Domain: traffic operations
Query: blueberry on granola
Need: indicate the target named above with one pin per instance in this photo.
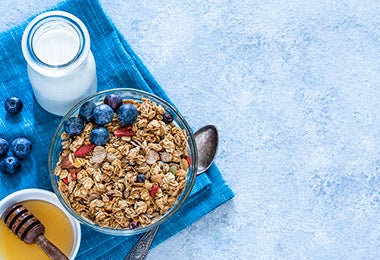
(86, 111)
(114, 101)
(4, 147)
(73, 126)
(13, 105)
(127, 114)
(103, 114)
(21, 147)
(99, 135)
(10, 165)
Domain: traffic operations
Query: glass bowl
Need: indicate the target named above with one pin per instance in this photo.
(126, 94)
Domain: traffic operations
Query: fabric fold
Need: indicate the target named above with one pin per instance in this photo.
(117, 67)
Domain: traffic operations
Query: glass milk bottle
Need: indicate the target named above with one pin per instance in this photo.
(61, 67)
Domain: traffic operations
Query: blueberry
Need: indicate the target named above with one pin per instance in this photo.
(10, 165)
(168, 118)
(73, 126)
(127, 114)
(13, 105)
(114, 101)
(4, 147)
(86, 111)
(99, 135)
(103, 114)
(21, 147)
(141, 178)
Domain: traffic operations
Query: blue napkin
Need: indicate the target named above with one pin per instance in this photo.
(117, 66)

→ What to do: The required output is the exact run of lines from the start of the records through the line containing "Query: glass milk bottle", both ends included, with no pictures.

→ Exercise answer:
Domain: traffic operations
Query: blueberry on granola
Need: indicate the target named above with one pin per instance in this photo.
(86, 111)
(114, 101)
(4, 147)
(73, 126)
(13, 105)
(127, 114)
(103, 114)
(21, 147)
(99, 135)
(10, 165)
Domain: traffic operations
Query: glass bowl
Need: indicate the target named above with one pin per instance in this photo.
(126, 94)
Domain: traffic operations
Query: fabric fold
Need: indicate the target named above with one pin per instance in this photo.
(117, 67)
Domain: traffic operations
Query: glass milk bottle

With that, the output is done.